→ GIVEN ENTRIES

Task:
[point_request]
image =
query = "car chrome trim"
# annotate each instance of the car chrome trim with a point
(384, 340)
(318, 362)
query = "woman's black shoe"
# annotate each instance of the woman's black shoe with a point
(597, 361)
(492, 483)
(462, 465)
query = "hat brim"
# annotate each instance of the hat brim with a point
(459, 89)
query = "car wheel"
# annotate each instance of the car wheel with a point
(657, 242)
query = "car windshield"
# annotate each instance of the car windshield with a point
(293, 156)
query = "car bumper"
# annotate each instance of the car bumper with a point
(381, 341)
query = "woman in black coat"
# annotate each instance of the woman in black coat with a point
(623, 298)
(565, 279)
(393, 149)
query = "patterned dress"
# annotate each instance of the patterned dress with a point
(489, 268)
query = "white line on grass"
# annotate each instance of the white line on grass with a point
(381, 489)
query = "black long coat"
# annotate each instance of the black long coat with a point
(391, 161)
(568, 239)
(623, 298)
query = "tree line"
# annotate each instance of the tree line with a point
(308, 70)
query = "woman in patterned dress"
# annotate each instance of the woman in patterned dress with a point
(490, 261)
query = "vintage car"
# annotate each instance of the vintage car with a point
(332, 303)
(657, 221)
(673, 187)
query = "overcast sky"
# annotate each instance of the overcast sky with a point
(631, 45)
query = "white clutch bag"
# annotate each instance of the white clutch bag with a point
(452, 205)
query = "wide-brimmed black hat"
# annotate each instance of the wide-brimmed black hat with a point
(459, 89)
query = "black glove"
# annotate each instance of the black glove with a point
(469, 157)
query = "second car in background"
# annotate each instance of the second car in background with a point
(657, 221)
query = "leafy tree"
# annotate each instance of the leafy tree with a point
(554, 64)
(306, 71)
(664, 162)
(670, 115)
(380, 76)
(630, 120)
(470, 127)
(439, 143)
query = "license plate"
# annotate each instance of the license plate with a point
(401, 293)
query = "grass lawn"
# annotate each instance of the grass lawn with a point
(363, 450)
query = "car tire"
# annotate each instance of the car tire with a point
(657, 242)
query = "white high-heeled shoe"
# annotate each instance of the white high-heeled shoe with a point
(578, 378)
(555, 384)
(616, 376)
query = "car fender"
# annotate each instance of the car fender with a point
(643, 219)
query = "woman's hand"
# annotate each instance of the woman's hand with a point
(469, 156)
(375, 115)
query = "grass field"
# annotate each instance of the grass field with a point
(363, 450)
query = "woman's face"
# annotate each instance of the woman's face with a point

→ WHAT IS EXPECTED
Extract all of the data shown above and repeat it verbatim.

→ CORRECT OUTPUT
Task:
[point_request]
image =
query = "car chrome trim"
# annotate each instance of the car chrome trim with a point
(384, 340)
(318, 362)
query = "woman's black shoe"
# annotate each instance of the woman's black shoe with a point
(597, 361)
(492, 483)
(462, 465)
query = "hat brim"
# annotate each instance of the hat brim with a point
(459, 89)
query = "car wheel"
# annotate each instance of the car wheel with a point
(657, 242)
query = "car windshield"
# annotate each instance of the car windshield with a point
(293, 156)
query = "car bumper"
# annotate each instance of the car bumper with a point
(381, 341)
query = "woman in black coat"
# annotate each instance of the woman in black coat with a point
(623, 298)
(565, 279)
(393, 149)
query = "patterned dress"
# annotate each instance of the patterned dress with a point
(489, 268)
query = "white line on grass"
# annotate each instance of the white line on grass with a point
(381, 489)
query = "black long coat"
# annotate each instance of the black long coat with a point
(391, 161)
(568, 239)
(623, 298)
query = "tree line"
# annotate each instance of the tree line with a point
(308, 70)
query = "woman in patterned dress"
# annotate each instance of the woman in patterned dress with a point
(490, 261)
query = "vintage car"
# annotate each instance of the vintage car with a point
(332, 303)
(657, 221)
(673, 187)
query = "overcast sky"
# annotate each instance of the overcast sky with a point
(631, 45)
query = "white clutch bag"
# annotate each instance of the white clutch bag with a point
(452, 205)
query = "wide-brimmed black hat"
# annotate each instance of the wide-brimmed black hat with a point
(459, 89)
query = "black glove"
# annotate each instance of the black glove with a point
(469, 157)
query = "second car in background"
# annotate each instance of the second car in background with a point
(657, 221)
query = "leafy tree"
# annotate each instance of the leafy tree with a point
(554, 64)
(306, 71)
(664, 162)
(670, 115)
(380, 76)
(630, 120)
(470, 127)
(439, 143)
query = "license plate"
# annotate each instance of the license plate with a point
(401, 293)
query = "grass lawn"
# annotate each instance of the grass lawn with a point
(363, 450)
query = "car tire"
# annotate each instance of the car tire with a point
(657, 242)
query = "white high-heeled shoe"
# annotate each instance of the white high-heeled shoe with a point
(578, 378)
(555, 384)
(616, 376)
query = "car fender"
# annotate each instance of the car fender with a point
(643, 219)
query = "woman's hand"
# annotate each instance of the woman's hand with a point
(469, 156)
(375, 115)
query = "grass field"
# annotate each instance of the grass field with a point
(363, 450)
query = "woman's face"
# annotate each instance of the woman's face with a point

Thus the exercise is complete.